--- Ejercicio propuesto 1 ---
Traduce al inglés esta oración del fragmento sobre Nicaragua: "El dictador y sus allegados huyeron a Miami y se puso fin a la dictadura que había gobernado el país durante más de 40 años."

--- Fragmento para leer ---
--------

El 19 de julio de 1979, el Frente Sandinista de Liberación Nacional y sus guerrillas entraron en Managua y consumaron la derrota de Anastasio Somoza. El dictador y sus allegados huyeron a Miami y se puso fin a la dictadura que había gobernado el país durante más de 40 años. El inicio de la Revolución Sandinista abrió una nueva etapa política y social en Nicaragua que duraría hasta la década de 1990. El proyecto revolucionario vino acompañado de muchas promesas y el optimismo de la izquierda internacional. Era el segundo triunfo de una revolución tras la victoria de Fidel Castro en Cuba en los años 50.

39 años después se han evaporado las promesas de progreso y Nicaragua huele de nuevo a pólvora. Con el aniversario de la Revolución se cumplen también tres meses de protestas y represión en la que probablemente sea la década más sangrienta en el país desde los 80, con un saldo de víctimas mortales que asciende al menos a 350 personas, según cifras de organismos internacionales, frente a las cinco decenas de las que habla el Gobierno de Daniel Ortega. La Comisión Interamericana de Derechos Humanos eleva el número a 264. Entre ellos hay al menos 25 menores de 17 años. Los heridos superan los 2.200.

El 18 de abril Managua protagonizó una pequeña manifestación de pensionistas en contra de una polémica ley que afectaba directamente a sus intereses. Las autoridades respondieron con violencia y el pueblo dijo “basta” a los últimos 11 años de Ortega en el poder. Le acusan de abuso y corrupción, represión y violación de derechos humanos. Un grupo de jóvenes se solidarizó con los manifestantes y salió a la calle, lo que derivó en una represión mayor de la mano de policías, grupos paramilitares -las famosas turbas- y simpatizantes del Ejecutivo sandinista capitaneado por Ortega y su mujer, la vicepresidenta Rosario Murillo.

El cerco represivo se ha estrechado especialmente sobre Masaya, principal feudo rebelde los tres últimos meses, y en concreto sobre el barrio indígena de Monimbó, declarado a sí mismo territorio “libre del dictador” y cuyas aspiraciones han aplastado esta semana más de 7 horas de bombardeos y disparos de las llamadas “fuerzas combinadas”.

La ciudad, ahora en aparente calma y vigilada por cientos de ojos miedosos desde las ventanas, se dibuja como el claro ejemplo de un presidente que se prepara para resistir lo que venga. Ortega hace oídos sordos de las peticiones de paz de Naciones Unidas, de la Unión Europea, la Comisión Interamericana de Derechos Humanos o de los propios países vecinos. Senadores estadounidenses han pedido ya sanciones sobre Nicaragua para presionar al régimen. La Organización de Estados Americanos votó anoche una resolución de condena y pide adelantar las elecciones a marzo de 2019.

Con ello el régimen de Daniel Ortega recibe una llamada de atención, un dedo que le señala directamente desde el exterior pero que de momento no le alcanza desde una comunidad internacional demasiado acostumbrada a hacer oídos sordos.

--------

--- Filas proporcionadas ---
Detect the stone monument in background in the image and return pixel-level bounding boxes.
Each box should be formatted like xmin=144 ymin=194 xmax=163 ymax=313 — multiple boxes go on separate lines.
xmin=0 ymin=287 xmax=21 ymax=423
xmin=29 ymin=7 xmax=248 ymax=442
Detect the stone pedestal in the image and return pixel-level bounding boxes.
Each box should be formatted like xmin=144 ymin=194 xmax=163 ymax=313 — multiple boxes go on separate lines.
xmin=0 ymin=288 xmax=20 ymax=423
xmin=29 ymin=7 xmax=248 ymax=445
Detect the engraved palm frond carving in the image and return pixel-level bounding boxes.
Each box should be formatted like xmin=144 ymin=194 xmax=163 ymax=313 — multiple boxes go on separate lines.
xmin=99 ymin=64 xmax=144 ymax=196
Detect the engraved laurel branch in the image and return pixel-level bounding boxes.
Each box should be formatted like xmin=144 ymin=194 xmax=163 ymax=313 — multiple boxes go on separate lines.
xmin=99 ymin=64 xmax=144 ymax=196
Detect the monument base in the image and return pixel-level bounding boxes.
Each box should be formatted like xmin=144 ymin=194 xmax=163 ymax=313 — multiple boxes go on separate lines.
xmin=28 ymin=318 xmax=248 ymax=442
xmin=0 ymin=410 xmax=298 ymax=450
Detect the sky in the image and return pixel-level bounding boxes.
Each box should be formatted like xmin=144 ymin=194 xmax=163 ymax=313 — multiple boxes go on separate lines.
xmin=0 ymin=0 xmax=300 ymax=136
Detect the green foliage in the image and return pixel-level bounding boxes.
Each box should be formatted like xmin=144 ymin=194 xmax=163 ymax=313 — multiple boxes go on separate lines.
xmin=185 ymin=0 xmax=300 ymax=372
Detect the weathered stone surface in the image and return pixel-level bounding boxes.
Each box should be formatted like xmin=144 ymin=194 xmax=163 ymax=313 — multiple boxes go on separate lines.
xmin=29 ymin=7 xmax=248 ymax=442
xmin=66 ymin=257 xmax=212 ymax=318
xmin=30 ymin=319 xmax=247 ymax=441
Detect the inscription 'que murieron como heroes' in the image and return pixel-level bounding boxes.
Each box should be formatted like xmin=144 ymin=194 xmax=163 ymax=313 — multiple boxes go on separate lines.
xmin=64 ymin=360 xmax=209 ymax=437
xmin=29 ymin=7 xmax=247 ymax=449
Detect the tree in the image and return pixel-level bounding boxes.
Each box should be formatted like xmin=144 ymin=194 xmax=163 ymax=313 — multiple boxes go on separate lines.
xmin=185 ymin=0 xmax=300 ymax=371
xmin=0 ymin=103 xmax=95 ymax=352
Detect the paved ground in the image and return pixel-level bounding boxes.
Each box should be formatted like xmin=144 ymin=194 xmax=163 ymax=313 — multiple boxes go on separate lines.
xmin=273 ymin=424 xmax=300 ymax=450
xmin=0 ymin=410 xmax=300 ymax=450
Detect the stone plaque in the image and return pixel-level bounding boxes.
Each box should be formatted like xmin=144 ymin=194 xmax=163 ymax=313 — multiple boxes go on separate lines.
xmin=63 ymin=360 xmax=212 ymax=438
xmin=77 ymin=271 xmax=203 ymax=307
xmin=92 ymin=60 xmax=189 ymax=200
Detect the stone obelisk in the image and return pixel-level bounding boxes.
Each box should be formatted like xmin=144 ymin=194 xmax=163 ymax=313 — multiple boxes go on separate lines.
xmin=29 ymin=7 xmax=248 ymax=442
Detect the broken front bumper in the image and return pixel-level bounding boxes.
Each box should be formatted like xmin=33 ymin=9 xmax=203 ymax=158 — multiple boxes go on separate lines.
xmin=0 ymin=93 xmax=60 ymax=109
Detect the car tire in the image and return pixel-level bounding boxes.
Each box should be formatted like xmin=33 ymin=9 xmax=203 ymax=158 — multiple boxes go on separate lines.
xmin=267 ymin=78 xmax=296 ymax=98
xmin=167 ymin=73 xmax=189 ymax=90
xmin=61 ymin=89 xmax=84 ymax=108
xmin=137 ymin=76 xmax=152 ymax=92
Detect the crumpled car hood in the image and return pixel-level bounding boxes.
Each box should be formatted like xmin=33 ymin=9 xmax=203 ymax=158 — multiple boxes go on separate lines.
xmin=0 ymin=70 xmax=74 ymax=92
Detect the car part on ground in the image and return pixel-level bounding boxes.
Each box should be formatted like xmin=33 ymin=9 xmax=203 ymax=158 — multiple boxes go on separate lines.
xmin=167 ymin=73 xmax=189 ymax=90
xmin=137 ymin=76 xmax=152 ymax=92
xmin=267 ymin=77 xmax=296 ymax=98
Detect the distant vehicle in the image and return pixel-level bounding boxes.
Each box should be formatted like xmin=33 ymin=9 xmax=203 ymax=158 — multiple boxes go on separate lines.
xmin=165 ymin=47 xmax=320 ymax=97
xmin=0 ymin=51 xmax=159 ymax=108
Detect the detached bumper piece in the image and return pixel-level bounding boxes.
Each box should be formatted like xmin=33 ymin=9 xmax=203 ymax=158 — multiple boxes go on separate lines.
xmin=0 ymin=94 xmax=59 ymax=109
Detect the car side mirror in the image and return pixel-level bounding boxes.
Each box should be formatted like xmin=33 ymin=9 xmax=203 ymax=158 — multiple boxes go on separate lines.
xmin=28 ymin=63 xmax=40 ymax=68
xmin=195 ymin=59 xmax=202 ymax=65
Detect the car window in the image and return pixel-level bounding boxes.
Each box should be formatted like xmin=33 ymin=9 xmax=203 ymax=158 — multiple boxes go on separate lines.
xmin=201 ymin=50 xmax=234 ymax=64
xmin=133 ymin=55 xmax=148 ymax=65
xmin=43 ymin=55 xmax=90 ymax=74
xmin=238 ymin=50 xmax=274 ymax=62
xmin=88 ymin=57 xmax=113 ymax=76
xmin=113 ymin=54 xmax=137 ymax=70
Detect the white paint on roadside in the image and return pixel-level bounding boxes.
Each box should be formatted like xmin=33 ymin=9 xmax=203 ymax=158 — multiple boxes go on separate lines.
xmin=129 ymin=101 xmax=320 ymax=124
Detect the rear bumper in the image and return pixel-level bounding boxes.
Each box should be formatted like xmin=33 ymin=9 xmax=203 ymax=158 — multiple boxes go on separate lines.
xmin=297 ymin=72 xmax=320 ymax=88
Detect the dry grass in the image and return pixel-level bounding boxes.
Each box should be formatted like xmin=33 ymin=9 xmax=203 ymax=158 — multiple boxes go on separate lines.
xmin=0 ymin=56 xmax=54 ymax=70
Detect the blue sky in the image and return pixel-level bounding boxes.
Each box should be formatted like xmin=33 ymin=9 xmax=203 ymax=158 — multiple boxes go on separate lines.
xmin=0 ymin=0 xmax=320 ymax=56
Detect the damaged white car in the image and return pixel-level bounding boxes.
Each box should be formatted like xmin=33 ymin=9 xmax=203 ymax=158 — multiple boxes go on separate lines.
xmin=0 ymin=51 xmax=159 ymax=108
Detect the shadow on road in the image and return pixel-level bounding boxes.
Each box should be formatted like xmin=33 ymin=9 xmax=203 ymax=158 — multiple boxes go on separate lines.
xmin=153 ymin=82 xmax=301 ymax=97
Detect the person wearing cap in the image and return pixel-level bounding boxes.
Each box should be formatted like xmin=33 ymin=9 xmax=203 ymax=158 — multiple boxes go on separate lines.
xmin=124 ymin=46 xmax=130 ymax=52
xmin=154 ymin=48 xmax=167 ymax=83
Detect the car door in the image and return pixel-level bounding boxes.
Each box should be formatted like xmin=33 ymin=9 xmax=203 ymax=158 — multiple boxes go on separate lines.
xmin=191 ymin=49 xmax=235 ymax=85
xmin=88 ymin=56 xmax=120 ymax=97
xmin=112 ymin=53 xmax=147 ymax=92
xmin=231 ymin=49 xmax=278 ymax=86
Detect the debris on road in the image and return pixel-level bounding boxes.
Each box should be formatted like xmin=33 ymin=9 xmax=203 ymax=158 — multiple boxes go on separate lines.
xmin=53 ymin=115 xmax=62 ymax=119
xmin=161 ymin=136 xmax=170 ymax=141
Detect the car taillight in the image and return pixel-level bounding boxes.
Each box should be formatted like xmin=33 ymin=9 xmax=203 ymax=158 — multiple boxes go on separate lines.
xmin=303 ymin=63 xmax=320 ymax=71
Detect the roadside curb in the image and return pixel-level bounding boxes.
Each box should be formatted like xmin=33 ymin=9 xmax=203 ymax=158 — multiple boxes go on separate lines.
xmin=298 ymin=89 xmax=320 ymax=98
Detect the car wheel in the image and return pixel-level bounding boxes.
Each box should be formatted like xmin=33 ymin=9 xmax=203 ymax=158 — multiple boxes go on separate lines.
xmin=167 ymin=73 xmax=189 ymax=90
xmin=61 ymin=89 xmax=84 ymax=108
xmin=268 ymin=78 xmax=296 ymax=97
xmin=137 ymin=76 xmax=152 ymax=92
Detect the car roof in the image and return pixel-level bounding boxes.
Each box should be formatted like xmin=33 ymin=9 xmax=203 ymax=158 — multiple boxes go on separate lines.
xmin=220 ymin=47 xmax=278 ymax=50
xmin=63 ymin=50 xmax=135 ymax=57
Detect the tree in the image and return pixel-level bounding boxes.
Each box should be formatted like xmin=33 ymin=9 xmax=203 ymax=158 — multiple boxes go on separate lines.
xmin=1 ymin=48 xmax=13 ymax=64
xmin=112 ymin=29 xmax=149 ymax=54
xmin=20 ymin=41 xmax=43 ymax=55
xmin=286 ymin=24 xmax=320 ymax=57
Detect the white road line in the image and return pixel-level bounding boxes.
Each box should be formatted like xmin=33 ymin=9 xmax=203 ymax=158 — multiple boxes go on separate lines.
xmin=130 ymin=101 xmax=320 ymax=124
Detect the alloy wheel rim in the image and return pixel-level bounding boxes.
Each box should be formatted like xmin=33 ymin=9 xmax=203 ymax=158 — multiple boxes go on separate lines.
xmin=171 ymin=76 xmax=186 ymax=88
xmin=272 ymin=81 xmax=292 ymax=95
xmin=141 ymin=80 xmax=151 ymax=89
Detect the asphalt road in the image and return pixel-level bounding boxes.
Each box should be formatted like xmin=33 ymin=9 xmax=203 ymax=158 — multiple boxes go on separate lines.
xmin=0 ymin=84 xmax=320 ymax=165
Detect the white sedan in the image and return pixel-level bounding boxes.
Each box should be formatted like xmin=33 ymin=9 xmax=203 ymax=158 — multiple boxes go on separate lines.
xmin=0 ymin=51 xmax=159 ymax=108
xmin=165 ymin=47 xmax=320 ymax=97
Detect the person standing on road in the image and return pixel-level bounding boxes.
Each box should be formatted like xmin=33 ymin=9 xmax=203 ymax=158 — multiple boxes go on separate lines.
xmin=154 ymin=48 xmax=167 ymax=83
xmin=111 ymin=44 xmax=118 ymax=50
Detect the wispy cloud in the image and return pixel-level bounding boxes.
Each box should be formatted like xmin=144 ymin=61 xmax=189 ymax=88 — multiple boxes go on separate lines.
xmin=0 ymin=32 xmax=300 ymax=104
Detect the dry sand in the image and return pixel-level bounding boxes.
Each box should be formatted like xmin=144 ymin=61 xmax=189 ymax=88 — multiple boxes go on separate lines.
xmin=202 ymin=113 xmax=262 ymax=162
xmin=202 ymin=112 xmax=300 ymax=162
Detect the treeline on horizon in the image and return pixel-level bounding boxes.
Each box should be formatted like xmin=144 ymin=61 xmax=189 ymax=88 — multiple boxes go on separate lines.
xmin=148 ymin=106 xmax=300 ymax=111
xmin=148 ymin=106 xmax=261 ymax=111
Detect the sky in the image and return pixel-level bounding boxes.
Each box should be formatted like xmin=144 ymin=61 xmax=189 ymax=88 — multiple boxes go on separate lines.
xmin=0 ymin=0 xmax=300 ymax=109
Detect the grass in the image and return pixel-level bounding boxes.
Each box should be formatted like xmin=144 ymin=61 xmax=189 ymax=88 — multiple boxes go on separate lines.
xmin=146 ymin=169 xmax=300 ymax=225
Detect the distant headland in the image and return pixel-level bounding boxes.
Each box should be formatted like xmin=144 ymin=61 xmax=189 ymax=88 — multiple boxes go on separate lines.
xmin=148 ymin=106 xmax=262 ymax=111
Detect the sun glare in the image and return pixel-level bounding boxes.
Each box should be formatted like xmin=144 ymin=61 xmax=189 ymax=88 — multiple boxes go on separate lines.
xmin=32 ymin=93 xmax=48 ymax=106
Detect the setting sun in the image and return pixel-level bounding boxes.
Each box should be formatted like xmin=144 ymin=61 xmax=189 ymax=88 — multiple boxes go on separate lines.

--------

--- Ejercicio propuesto 2 ---
Transcribe sin cambios las filas comprendidas entre la línea que contiene "Detect the car side" y la que contiene "xmin=113 ymin=54 xmax=137 ymax=70", ambas incluidas.

--- Resultado completo 1 ---
The dictator and those close to him fled to Miami, and the dictatorship that had ruled the country for more than 40 years came to an end.

--- Resultado completo 2 ---
Detect the car side mirror in the image and return pixel-level bounding boxes.
Each box should be formatted like xmin=33 ymin=9 xmax=203 ymax=158 — multiple boxes go on separate lines.
xmin=28 ymin=63 xmax=40 ymax=68
xmin=195 ymin=59 xmax=202 ymax=65
Detect the car window in the image and return pixel-level bounding boxes.
Each box should be formatted like xmin=33 ymin=9 xmax=203 ymax=158 — multiple boxes go on separate lines.
xmin=201 ymin=50 xmax=234 ymax=64
xmin=133 ymin=55 xmax=148 ymax=65
xmin=43 ymin=55 xmax=90 ymax=74
xmin=238 ymin=50 xmax=274 ymax=62
xmin=88 ymin=57 xmax=113 ymax=76
xmin=113 ymin=54 xmax=137 ymax=70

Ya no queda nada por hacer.